WHAT YOU SHOULD DO:
Return each line in the listing below that contains the word "white".

DATA PROVIDED:
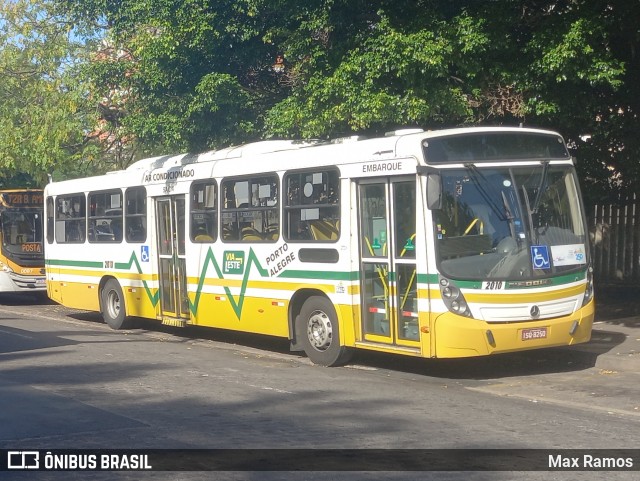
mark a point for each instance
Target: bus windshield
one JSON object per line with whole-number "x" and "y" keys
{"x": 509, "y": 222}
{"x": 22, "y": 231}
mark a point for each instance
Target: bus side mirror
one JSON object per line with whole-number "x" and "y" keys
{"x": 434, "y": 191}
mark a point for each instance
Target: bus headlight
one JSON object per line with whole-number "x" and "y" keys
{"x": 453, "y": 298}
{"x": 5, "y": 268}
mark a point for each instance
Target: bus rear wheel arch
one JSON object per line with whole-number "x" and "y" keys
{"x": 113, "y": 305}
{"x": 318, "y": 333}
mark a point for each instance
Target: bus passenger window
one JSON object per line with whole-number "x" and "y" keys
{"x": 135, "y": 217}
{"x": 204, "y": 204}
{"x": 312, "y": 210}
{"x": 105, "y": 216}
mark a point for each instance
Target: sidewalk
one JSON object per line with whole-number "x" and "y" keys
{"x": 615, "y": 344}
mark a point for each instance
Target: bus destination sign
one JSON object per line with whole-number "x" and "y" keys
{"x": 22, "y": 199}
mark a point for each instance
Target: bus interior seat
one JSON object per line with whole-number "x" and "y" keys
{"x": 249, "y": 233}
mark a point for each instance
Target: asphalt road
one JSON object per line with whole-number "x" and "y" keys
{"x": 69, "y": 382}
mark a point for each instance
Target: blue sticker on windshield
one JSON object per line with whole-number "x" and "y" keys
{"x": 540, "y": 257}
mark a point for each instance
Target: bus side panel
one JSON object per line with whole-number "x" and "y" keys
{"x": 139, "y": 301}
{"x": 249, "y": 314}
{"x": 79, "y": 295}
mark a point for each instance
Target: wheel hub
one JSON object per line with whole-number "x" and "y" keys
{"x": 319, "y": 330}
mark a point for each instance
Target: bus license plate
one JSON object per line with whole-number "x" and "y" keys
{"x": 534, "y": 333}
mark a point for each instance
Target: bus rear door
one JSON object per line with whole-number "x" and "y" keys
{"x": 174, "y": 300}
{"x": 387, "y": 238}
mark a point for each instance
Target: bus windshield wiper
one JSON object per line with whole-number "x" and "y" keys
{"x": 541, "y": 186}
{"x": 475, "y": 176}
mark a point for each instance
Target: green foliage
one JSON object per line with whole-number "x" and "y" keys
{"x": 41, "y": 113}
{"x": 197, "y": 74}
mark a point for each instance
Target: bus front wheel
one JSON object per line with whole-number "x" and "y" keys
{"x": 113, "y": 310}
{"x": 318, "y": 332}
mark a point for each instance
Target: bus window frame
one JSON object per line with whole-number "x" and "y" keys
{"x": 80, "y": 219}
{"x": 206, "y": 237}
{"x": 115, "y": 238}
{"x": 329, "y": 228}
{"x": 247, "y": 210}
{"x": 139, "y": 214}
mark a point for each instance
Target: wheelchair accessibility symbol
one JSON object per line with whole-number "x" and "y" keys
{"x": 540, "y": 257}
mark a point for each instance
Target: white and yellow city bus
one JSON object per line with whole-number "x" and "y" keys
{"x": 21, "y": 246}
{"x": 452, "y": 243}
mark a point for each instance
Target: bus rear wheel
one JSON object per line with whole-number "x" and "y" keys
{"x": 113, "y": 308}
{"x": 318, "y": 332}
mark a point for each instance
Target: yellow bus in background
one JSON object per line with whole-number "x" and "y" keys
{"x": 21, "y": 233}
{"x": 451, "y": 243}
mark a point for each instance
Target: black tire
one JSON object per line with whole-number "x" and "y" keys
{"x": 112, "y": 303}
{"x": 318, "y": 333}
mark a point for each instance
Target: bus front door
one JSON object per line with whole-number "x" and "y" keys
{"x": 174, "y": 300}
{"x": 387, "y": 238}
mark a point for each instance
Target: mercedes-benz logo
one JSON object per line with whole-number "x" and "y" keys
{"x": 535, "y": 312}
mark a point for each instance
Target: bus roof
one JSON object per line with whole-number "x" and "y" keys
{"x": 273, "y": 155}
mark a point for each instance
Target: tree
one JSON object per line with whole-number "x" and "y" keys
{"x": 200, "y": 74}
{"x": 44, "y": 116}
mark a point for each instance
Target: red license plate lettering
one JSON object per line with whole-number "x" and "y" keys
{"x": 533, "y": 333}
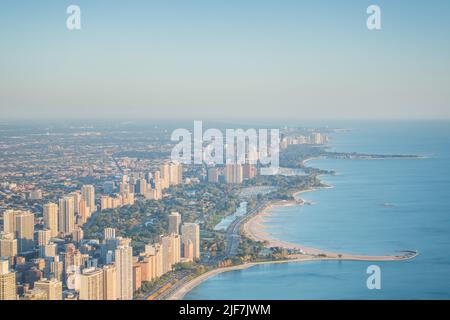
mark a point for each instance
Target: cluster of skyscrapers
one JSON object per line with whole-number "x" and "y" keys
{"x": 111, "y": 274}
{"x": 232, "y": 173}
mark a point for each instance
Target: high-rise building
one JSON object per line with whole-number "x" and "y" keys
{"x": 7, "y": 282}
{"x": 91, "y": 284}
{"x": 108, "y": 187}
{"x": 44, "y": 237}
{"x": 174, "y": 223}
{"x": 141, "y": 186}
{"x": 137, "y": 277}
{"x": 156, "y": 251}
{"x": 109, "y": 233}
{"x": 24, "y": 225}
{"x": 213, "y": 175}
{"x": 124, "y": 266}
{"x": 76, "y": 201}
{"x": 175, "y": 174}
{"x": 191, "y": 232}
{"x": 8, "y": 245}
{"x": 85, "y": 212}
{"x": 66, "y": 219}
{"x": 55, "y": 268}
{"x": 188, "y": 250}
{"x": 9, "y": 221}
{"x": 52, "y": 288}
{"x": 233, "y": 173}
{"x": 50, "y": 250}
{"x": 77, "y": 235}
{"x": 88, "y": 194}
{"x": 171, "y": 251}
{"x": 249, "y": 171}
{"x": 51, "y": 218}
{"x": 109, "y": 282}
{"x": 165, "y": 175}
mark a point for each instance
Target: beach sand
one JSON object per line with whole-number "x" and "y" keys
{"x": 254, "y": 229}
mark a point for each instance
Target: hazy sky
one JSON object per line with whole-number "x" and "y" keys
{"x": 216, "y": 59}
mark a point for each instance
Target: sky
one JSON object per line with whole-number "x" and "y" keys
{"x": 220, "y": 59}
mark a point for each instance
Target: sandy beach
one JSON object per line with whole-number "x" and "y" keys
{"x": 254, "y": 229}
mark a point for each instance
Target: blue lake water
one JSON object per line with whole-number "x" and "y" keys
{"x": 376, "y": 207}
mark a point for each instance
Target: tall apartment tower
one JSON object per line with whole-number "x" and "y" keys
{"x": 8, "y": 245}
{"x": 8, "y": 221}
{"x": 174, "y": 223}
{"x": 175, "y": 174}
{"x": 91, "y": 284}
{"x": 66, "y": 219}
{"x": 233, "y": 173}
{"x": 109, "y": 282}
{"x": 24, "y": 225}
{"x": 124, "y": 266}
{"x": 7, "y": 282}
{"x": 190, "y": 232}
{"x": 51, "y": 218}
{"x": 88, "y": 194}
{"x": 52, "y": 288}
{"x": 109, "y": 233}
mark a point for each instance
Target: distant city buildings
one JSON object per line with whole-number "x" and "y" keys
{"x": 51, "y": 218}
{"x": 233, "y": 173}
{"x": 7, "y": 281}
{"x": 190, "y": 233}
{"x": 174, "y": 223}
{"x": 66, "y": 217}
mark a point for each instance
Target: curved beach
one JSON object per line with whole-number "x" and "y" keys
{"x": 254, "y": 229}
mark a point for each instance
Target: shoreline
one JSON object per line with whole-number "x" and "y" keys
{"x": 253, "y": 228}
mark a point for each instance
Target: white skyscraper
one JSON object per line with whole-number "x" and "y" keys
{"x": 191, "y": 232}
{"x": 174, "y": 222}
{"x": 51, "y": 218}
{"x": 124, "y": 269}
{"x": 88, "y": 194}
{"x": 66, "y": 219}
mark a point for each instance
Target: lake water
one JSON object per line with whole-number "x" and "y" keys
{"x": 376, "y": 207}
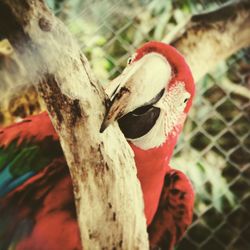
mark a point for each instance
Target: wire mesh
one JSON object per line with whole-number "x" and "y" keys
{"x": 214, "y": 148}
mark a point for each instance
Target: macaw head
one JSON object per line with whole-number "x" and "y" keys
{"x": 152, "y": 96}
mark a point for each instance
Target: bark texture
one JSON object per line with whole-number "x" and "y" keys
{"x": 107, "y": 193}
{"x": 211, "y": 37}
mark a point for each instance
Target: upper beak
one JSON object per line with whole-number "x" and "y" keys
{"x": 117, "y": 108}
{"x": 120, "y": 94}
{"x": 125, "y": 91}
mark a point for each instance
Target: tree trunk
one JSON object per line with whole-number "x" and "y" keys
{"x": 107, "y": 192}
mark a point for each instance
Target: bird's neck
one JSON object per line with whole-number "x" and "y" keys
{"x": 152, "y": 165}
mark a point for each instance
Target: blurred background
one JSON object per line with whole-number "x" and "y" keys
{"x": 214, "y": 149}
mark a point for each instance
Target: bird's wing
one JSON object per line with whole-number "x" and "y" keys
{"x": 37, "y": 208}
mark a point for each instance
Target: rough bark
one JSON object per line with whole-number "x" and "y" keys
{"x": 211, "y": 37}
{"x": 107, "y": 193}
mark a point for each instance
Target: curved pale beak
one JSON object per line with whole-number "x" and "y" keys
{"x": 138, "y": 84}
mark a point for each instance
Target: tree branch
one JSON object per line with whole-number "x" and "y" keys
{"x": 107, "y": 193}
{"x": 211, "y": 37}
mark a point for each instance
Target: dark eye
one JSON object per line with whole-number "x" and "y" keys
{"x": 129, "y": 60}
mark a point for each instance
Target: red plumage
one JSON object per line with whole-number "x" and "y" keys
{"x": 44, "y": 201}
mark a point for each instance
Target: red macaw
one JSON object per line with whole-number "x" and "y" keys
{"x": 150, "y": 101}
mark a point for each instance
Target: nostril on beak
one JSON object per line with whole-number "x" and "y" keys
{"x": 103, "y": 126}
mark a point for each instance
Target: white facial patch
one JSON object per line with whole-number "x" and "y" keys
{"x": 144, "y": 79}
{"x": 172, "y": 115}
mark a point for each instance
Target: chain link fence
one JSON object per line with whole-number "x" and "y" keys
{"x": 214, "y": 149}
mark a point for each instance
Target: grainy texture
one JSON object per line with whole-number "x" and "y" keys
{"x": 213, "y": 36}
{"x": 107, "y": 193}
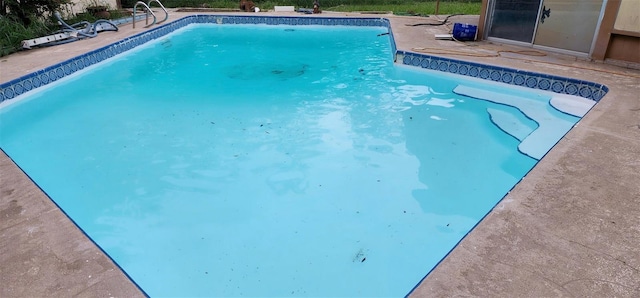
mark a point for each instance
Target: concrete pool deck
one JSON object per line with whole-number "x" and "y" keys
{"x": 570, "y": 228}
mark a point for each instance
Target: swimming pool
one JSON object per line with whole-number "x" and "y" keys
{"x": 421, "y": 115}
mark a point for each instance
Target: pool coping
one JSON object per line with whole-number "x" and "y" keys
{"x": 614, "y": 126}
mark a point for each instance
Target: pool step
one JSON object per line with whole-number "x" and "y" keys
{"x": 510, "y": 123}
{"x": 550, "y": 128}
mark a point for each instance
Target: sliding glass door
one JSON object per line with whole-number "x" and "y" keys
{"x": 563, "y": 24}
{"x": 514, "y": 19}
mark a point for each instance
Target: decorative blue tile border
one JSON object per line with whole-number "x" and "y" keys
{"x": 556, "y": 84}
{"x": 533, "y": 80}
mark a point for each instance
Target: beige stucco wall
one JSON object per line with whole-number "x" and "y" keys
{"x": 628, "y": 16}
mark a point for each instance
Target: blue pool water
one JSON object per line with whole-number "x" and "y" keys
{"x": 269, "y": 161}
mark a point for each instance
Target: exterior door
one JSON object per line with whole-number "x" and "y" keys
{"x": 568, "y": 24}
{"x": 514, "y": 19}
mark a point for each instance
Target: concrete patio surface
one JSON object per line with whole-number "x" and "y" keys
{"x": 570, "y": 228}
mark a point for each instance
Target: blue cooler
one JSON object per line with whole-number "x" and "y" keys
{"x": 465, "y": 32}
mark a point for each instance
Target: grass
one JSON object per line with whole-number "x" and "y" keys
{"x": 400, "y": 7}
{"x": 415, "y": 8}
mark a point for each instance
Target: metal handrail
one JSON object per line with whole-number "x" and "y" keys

FINAL RESULT:
Target: white and yellow city bus
Target: white skyscraper
Target: white facial patch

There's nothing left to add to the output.